» **Aim of the task**
Which lines of the entries below contain the string "dome"? Copy each one.

Items listed in a dataset
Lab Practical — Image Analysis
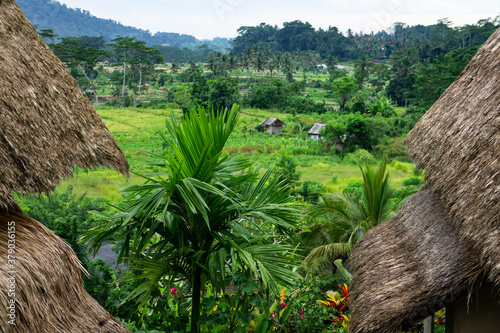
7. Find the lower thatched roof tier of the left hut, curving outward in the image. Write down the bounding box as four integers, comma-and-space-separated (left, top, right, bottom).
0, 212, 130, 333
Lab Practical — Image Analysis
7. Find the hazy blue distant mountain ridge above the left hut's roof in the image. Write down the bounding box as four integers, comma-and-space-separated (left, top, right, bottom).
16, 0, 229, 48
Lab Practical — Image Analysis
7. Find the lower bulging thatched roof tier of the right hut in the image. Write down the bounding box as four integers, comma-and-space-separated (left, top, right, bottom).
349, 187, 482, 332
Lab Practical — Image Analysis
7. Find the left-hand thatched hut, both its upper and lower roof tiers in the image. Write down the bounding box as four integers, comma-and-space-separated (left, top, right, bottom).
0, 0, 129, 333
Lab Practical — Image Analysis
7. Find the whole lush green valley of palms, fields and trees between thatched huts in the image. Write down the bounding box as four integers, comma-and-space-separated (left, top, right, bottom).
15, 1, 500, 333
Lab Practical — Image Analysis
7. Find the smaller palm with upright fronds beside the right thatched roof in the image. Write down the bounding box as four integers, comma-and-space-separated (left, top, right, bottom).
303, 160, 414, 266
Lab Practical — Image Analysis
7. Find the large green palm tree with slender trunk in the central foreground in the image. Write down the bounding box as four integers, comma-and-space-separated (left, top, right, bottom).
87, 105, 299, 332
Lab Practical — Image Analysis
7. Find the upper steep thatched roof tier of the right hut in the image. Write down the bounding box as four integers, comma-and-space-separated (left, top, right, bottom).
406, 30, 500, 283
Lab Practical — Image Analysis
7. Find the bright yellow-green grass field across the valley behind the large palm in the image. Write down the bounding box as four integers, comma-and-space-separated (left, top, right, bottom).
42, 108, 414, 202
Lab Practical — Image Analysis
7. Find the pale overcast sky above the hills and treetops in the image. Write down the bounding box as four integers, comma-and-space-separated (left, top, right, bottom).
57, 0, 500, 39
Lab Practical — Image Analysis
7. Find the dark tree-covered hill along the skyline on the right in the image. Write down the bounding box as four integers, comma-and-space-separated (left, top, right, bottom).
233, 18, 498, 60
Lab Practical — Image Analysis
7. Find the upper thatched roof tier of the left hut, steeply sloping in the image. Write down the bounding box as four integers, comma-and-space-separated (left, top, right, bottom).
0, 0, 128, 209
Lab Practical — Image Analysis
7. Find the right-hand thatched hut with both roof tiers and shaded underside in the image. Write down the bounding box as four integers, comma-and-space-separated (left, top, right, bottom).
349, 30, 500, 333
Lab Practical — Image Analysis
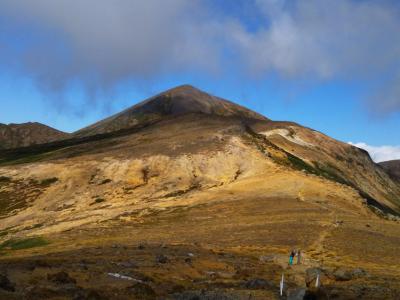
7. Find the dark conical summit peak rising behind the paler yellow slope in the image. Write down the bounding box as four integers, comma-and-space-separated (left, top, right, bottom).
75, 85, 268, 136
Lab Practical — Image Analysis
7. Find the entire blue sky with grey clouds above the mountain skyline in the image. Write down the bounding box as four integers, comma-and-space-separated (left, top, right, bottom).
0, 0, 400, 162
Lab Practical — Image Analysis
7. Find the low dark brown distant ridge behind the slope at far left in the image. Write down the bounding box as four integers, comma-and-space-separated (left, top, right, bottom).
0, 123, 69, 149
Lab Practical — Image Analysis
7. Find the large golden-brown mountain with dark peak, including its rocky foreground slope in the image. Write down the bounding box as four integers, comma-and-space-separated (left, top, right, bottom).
...
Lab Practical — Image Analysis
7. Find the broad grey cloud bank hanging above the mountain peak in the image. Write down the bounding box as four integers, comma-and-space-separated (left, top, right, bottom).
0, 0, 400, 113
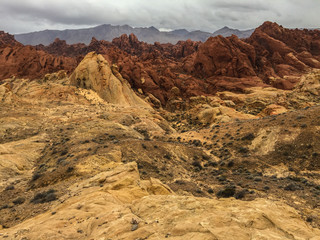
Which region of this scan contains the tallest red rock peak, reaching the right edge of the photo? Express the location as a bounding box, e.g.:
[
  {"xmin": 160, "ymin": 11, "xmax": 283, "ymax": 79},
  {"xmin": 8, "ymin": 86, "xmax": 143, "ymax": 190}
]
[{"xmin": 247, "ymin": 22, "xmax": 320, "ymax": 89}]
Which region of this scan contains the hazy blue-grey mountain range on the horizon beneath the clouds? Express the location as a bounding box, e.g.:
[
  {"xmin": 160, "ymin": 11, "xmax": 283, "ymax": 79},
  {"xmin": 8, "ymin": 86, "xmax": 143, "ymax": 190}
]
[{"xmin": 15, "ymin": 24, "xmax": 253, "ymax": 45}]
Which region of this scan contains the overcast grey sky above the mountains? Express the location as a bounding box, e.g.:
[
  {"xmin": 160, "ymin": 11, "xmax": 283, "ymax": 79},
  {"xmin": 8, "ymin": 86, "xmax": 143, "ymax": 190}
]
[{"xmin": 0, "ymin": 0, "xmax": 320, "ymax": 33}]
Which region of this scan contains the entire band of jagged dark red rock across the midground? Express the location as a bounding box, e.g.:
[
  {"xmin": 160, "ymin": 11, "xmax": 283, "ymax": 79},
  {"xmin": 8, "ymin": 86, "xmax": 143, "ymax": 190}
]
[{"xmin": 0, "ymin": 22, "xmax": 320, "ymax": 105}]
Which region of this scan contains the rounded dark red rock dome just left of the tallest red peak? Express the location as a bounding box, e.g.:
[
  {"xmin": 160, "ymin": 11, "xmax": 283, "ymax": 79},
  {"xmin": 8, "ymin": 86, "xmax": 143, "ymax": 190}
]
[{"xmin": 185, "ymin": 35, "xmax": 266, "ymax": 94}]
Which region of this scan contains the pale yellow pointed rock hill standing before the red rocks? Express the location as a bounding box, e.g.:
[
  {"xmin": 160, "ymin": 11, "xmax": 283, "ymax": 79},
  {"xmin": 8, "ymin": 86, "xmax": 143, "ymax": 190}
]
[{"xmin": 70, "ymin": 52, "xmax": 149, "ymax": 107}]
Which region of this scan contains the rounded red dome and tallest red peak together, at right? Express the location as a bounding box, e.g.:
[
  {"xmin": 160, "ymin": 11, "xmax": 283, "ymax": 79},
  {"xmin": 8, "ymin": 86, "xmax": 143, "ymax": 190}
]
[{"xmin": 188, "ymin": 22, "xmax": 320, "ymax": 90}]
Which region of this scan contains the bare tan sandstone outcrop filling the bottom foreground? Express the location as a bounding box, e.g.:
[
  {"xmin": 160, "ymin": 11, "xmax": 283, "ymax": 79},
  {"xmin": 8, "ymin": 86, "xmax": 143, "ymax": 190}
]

» **Response area**
Which region of this scan contains the rounded dark red rock dome just left of the tallest red peak? Express the location as a bounding box, e.g.:
Which region of this scan contains the rounded red dome and tallest red peak together, at right? Express the location as a bounding box, e.g.:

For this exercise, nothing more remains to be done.